### Instruction
Write out exactly, with no other output, the lines below from the one that contains "Locate every instance of the green herb" through the end.

Position identification records:
◆ ◆ ◆ ◆ ◆

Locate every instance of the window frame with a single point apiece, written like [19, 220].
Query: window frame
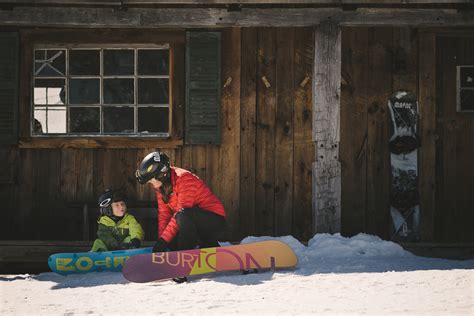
[459, 88]
[33, 39]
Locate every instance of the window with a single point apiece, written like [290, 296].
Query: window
[465, 88]
[101, 91]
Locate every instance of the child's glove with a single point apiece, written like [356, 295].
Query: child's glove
[134, 243]
[160, 246]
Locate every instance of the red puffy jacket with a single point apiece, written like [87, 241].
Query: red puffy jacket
[188, 191]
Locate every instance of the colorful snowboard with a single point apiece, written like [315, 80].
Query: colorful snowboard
[83, 262]
[269, 254]
[404, 141]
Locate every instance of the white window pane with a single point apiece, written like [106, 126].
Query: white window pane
[57, 120]
[49, 120]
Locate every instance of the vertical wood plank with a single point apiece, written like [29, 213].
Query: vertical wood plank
[303, 141]
[353, 149]
[405, 59]
[447, 203]
[178, 79]
[427, 132]
[248, 104]
[284, 131]
[266, 102]
[223, 162]
[326, 120]
[378, 158]
[25, 193]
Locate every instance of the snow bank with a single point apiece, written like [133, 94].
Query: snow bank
[334, 275]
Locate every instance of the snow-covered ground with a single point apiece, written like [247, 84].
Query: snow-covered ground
[335, 275]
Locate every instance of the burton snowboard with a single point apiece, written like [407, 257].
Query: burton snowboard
[269, 254]
[84, 262]
[404, 142]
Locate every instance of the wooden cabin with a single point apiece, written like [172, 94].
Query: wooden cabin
[279, 106]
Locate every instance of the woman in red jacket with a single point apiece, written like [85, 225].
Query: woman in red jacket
[189, 214]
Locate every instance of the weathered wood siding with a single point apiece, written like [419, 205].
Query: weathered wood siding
[261, 171]
[375, 63]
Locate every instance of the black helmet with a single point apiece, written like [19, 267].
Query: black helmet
[106, 200]
[154, 165]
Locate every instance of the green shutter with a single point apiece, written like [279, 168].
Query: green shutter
[203, 87]
[8, 87]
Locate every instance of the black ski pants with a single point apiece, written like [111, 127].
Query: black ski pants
[197, 228]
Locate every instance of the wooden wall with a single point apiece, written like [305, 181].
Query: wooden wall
[261, 171]
[375, 63]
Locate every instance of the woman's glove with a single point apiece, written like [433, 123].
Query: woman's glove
[134, 243]
[160, 246]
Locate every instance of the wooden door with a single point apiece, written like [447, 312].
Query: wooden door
[455, 150]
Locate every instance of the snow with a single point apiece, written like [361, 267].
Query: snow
[335, 275]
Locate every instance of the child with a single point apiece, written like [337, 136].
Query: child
[117, 229]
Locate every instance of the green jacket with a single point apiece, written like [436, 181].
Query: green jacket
[115, 235]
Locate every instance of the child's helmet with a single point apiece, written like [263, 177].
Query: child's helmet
[106, 200]
[154, 165]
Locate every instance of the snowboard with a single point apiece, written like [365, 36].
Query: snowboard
[270, 254]
[404, 143]
[84, 262]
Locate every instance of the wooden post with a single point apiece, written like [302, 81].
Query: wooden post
[326, 98]
[427, 151]
[85, 229]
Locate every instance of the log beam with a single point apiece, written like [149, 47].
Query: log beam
[326, 118]
[100, 17]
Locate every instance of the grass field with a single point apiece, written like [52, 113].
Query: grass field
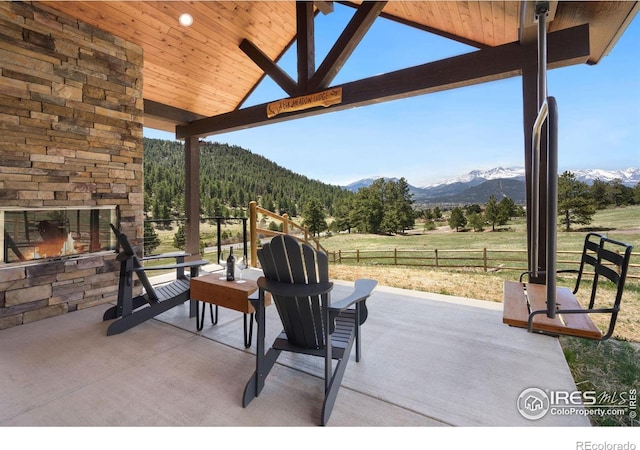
[605, 367]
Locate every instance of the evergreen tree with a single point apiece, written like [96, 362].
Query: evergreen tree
[151, 238]
[314, 218]
[457, 219]
[574, 204]
[179, 238]
[476, 221]
[492, 213]
[599, 193]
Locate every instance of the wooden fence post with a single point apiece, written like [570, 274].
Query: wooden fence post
[253, 235]
[484, 258]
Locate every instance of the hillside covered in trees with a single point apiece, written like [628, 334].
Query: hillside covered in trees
[230, 177]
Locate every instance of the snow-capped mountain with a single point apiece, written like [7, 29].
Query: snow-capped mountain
[629, 177]
[477, 185]
[480, 176]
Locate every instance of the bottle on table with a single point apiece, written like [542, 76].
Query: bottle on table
[231, 266]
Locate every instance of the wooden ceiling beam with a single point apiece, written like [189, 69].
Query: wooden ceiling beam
[305, 44]
[353, 33]
[565, 47]
[269, 67]
[325, 7]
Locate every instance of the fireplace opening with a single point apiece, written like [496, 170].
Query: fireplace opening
[38, 233]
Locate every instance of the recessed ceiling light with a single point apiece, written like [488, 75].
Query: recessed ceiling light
[186, 20]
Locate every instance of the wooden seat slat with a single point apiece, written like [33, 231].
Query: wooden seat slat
[516, 311]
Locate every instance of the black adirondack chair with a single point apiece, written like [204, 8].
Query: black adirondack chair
[297, 276]
[132, 310]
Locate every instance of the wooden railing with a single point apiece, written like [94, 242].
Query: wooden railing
[288, 227]
[485, 259]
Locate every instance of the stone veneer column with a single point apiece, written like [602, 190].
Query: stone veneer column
[71, 114]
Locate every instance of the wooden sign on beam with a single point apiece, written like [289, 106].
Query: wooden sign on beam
[325, 98]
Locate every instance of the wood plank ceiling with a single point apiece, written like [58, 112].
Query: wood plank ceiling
[202, 71]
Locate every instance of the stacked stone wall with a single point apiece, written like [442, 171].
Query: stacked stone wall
[71, 114]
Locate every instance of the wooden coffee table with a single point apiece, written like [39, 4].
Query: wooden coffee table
[214, 289]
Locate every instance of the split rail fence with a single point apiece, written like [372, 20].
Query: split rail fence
[485, 259]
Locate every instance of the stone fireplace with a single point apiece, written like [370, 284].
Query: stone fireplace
[71, 114]
[33, 234]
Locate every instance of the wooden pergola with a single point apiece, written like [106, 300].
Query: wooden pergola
[197, 78]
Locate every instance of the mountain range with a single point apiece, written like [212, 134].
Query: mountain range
[478, 185]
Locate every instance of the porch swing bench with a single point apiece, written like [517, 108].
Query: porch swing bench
[526, 305]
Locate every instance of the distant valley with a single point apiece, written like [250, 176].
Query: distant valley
[478, 185]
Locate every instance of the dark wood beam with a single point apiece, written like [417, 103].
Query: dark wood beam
[565, 47]
[355, 30]
[192, 196]
[269, 67]
[422, 27]
[324, 7]
[169, 113]
[306, 44]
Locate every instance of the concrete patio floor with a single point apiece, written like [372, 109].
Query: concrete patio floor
[428, 360]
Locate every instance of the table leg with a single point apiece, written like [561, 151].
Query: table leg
[248, 337]
[200, 318]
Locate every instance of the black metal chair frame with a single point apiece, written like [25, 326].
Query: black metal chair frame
[608, 258]
[313, 324]
[131, 311]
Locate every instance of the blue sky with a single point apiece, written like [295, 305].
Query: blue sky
[433, 137]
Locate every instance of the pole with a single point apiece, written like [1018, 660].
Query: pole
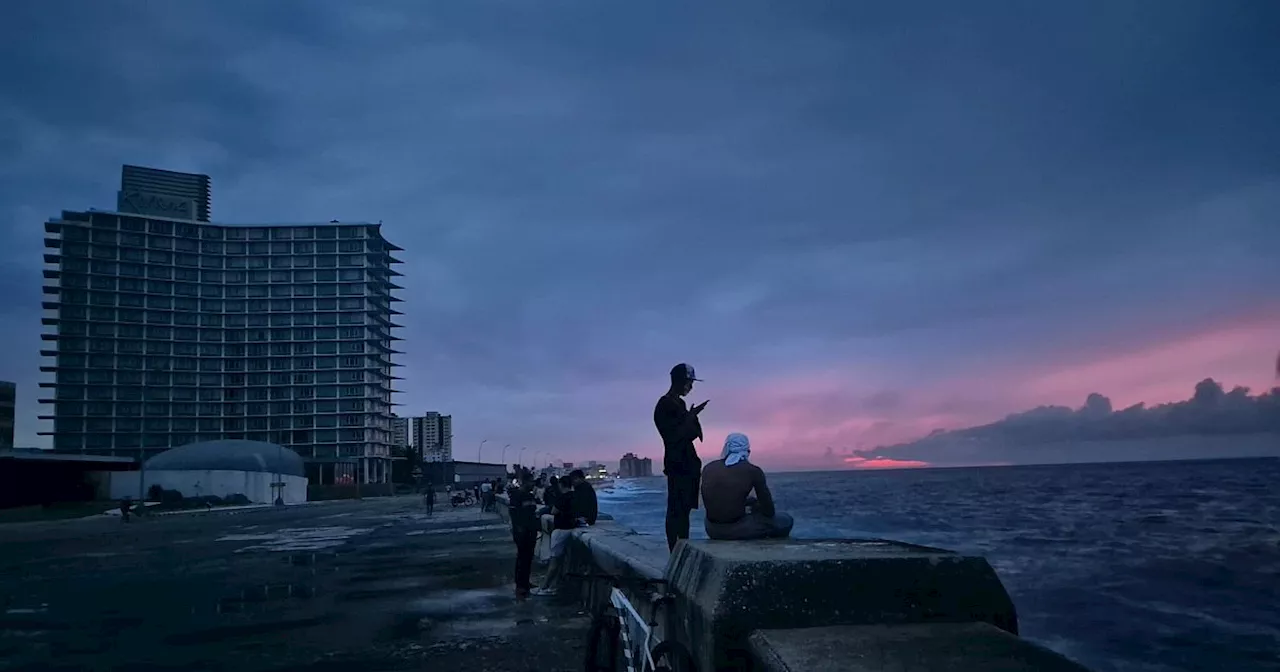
[142, 478]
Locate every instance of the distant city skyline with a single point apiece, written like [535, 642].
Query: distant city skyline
[860, 223]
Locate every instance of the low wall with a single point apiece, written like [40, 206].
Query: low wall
[814, 604]
[319, 493]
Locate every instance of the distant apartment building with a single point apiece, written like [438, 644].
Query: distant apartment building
[8, 400]
[432, 435]
[400, 433]
[635, 467]
[168, 330]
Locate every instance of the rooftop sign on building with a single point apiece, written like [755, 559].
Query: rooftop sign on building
[140, 202]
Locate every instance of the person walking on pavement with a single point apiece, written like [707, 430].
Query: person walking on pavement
[679, 425]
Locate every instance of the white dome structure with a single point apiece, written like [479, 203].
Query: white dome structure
[231, 455]
[260, 471]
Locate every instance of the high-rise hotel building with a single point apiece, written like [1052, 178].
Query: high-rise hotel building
[172, 330]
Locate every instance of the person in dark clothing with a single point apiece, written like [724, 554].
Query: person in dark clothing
[563, 520]
[732, 513]
[679, 426]
[524, 530]
[584, 504]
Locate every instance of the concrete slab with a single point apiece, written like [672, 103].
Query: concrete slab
[728, 589]
[910, 648]
[351, 585]
[620, 551]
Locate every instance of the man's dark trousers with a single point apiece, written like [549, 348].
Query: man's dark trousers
[681, 498]
[526, 542]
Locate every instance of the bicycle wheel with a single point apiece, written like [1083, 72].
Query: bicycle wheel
[602, 643]
[671, 656]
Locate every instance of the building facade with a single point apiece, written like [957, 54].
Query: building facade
[8, 401]
[167, 332]
[635, 467]
[400, 433]
[432, 435]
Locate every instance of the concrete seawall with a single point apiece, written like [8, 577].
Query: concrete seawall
[817, 604]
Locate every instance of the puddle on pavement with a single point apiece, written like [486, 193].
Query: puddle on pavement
[307, 560]
[259, 597]
[451, 530]
[378, 588]
[467, 615]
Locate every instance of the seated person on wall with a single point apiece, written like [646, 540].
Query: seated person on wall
[732, 513]
[562, 520]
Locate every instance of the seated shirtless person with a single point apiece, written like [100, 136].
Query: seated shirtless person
[727, 485]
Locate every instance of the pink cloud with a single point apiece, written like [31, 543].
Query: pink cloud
[792, 419]
[1235, 355]
[882, 462]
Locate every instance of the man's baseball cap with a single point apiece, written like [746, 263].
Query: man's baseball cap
[684, 371]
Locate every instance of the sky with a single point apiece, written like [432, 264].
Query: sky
[860, 223]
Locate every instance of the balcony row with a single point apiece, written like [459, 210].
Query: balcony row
[67, 234]
[127, 443]
[150, 408]
[105, 292]
[137, 259]
[218, 232]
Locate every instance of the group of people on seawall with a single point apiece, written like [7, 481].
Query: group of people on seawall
[732, 489]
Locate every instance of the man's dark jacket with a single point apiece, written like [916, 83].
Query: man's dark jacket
[679, 428]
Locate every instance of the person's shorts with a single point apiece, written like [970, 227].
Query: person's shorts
[560, 542]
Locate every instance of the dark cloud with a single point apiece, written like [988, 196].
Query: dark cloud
[589, 192]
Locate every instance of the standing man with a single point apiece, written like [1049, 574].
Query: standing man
[524, 530]
[679, 426]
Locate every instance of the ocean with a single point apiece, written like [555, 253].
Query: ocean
[1152, 566]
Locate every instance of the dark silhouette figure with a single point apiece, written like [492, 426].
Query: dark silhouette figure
[679, 426]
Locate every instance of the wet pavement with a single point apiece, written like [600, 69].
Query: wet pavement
[352, 585]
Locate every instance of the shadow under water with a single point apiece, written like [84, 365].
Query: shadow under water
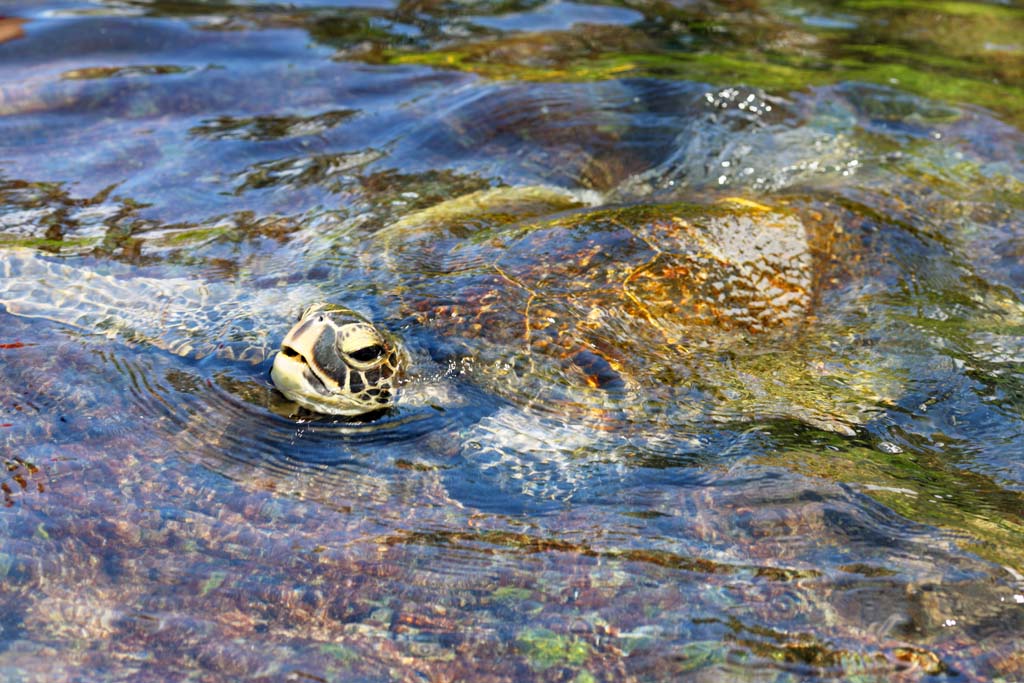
[568, 491]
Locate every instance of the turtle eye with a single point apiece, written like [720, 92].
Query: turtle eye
[368, 353]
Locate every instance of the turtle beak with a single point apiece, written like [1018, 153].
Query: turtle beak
[292, 373]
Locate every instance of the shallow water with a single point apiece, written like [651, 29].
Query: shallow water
[170, 516]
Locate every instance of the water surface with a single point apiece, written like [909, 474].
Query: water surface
[169, 517]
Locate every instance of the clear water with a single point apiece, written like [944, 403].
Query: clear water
[167, 519]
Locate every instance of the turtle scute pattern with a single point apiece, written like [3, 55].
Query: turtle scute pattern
[617, 283]
[694, 309]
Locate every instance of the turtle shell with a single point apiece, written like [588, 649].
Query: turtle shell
[652, 304]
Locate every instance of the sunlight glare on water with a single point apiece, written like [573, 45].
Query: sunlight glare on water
[713, 315]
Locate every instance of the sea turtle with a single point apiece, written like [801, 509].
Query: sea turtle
[683, 308]
[658, 313]
[333, 360]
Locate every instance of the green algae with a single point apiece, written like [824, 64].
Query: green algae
[775, 73]
[544, 648]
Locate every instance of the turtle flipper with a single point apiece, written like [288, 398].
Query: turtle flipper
[181, 315]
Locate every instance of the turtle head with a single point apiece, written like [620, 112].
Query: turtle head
[336, 361]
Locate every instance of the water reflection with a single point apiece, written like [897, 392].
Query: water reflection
[168, 516]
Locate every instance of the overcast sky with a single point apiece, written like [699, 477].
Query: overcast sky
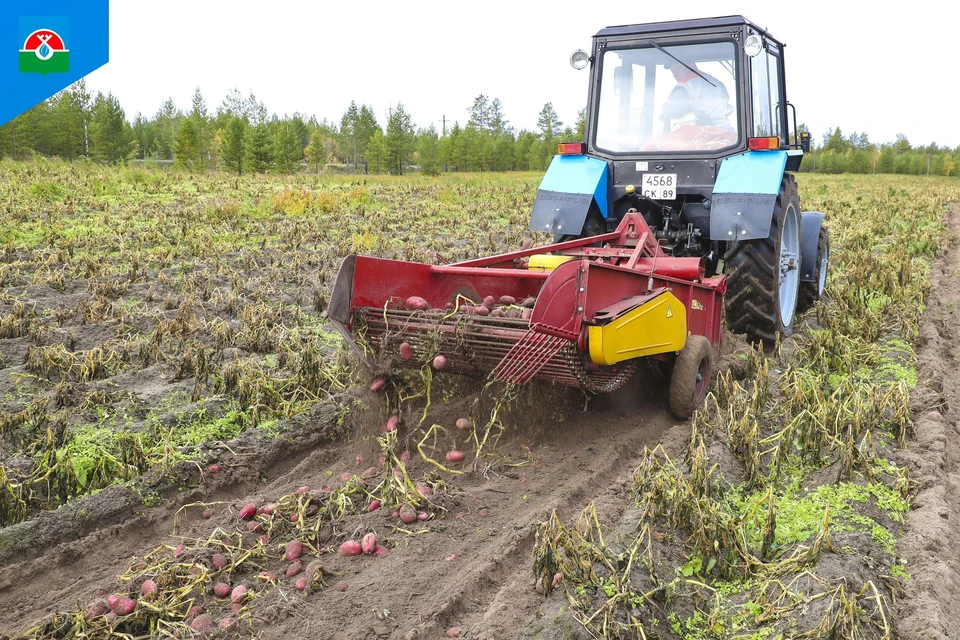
[879, 68]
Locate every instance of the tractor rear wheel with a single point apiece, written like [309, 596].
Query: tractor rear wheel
[763, 275]
[690, 377]
[810, 292]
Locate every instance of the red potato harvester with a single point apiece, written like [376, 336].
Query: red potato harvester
[580, 312]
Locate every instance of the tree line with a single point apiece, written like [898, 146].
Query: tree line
[240, 135]
[857, 154]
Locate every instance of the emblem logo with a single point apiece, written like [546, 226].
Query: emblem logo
[45, 50]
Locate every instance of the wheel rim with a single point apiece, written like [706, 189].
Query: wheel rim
[789, 265]
[703, 376]
[823, 272]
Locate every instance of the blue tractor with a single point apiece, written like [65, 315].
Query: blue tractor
[688, 124]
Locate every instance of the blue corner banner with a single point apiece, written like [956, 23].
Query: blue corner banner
[47, 46]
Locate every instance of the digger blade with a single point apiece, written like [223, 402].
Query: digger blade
[527, 357]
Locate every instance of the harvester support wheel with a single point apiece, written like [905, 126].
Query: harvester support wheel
[810, 292]
[690, 377]
[763, 275]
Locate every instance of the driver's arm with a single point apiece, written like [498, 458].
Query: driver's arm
[679, 103]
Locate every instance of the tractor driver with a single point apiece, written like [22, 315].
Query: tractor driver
[701, 95]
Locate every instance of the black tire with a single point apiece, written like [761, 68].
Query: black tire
[810, 292]
[753, 304]
[690, 377]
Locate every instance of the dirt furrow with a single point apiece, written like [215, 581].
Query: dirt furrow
[928, 608]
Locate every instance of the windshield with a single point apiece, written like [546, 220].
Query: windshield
[670, 98]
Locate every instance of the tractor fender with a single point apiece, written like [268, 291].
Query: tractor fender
[810, 223]
[745, 194]
[571, 185]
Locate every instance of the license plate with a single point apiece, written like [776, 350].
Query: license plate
[660, 186]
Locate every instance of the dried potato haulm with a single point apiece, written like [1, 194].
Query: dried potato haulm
[790, 474]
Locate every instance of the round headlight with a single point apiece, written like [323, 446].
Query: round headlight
[753, 45]
[579, 59]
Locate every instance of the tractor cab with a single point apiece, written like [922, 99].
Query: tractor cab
[688, 124]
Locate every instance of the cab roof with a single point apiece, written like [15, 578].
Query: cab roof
[682, 25]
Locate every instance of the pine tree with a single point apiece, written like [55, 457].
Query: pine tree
[378, 155]
[286, 148]
[428, 149]
[399, 139]
[259, 158]
[186, 146]
[232, 149]
[110, 136]
[548, 122]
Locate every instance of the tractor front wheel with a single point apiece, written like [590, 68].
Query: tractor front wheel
[690, 377]
[763, 275]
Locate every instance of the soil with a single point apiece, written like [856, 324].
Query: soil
[468, 567]
[928, 608]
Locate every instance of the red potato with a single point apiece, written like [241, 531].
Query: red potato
[239, 594]
[125, 606]
[350, 548]
[294, 550]
[202, 624]
[408, 514]
[416, 303]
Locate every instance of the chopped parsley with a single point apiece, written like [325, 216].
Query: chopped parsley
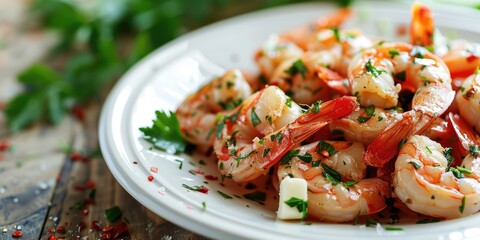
[393, 229]
[255, 119]
[165, 133]
[297, 67]
[418, 52]
[224, 195]
[370, 111]
[428, 149]
[401, 76]
[393, 52]
[331, 175]
[473, 149]
[459, 172]
[287, 157]
[180, 163]
[448, 155]
[415, 164]
[327, 147]
[220, 127]
[372, 69]
[265, 152]
[288, 102]
[113, 214]
[243, 157]
[306, 158]
[336, 33]
[316, 106]
[462, 207]
[300, 204]
[202, 189]
[256, 196]
[428, 220]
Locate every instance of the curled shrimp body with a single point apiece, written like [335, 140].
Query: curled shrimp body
[422, 26]
[372, 76]
[299, 78]
[197, 114]
[468, 100]
[337, 190]
[422, 182]
[461, 57]
[257, 135]
[360, 127]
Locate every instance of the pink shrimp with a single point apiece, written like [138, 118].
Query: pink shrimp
[256, 136]
[372, 76]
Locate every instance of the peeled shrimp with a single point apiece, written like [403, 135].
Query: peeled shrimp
[345, 197]
[372, 74]
[424, 182]
[360, 127]
[461, 57]
[468, 100]
[265, 127]
[197, 115]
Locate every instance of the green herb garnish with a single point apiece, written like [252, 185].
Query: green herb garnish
[297, 67]
[165, 134]
[300, 204]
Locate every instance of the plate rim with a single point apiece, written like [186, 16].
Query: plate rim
[193, 224]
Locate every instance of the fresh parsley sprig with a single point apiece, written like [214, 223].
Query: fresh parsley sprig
[165, 134]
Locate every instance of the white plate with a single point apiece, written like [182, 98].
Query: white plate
[165, 77]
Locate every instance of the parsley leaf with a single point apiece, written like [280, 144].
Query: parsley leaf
[448, 155]
[324, 146]
[165, 134]
[44, 98]
[297, 67]
[373, 70]
[331, 175]
[256, 196]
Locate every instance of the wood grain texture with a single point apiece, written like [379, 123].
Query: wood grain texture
[64, 211]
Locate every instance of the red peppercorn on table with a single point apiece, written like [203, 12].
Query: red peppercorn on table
[53, 181]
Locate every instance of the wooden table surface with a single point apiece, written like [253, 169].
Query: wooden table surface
[49, 174]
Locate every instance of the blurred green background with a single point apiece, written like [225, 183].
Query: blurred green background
[100, 39]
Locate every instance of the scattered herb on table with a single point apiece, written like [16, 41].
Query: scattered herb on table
[113, 214]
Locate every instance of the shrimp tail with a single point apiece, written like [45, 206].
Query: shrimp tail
[422, 25]
[386, 145]
[330, 110]
[333, 80]
[465, 134]
[305, 126]
[376, 190]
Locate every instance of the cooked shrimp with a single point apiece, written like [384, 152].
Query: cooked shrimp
[461, 57]
[426, 184]
[468, 100]
[197, 114]
[299, 78]
[365, 125]
[372, 75]
[468, 139]
[337, 190]
[265, 127]
[422, 26]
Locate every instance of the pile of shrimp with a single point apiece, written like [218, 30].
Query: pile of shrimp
[364, 122]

◆ ◆ ◆ ◆ ◆

### Response
Locate every instance of the green herb garnish with a single point apiece, written like [252, 185].
Query: green herb garnish
[297, 67]
[165, 134]
[300, 204]
Locate every instance of the plate rim with a single point apiece, written like [186, 16].
Query: plate rim
[193, 224]
Locate every instance of the fresh parsley sprig with a single point apiece, written like [214, 223].
Query: fresh parsley sprig
[165, 134]
Locate every instance of the white plate with a single point apiece, written like [182, 98].
Query: white plate
[165, 77]
Locate every instance of the parsley leaf with a single point apiece, written like [280, 144].
Query: parsley leaf
[448, 155]
[324, 146]
[165, 134]
[44, 98]
[297, 67]
[373, 70]
[331, 175]
[256, 196]
Locate every instance of the wood grain texture with a single point apiece, written like [379, 123].
Query: wood grain texture
[64, 211]
Locate every instance of the red peppercorn on table with a single point apiece, written like [203, 12].
Query: red peppercorn on table
[53, 181]
Locate every instance of the wooden table surface with a single point apiece, written like [253, 169].
Query: wooden table surface
[49, 174]
Locate every instance of the blurred green background with a single point apiece, written like [225, 183].
Query: blurred green background
[100, 39]
Locate every instance of the scattered herb on table with a single point apiece, written like [16, 41].
Query: scattered herb on table
[113, 214]
Locate every instance of the shrimp tail with a single point apiece, written like [45, 206].
Query: shrimp tail
[422, 25]
[386, 145]
[330, 110]
[333, 80]
[465, 134]
[305, 126]
[376, 190]
Locate every instance of the cooked shrimp with a single point apiece, written like [384, 152].
Query: cooked shrimp
[461, 57]
[426, 184]
[468, 100]
[197, 114]
[299, 78]
[365, 125]
[372, 75]
[468, 139]
[337, 190]
[265, 127]
[422, 26]
Locate every instance of the pile of shrimp with a single point apiece, written like [218, 30].
Query: pile of shrimp
[364, 122]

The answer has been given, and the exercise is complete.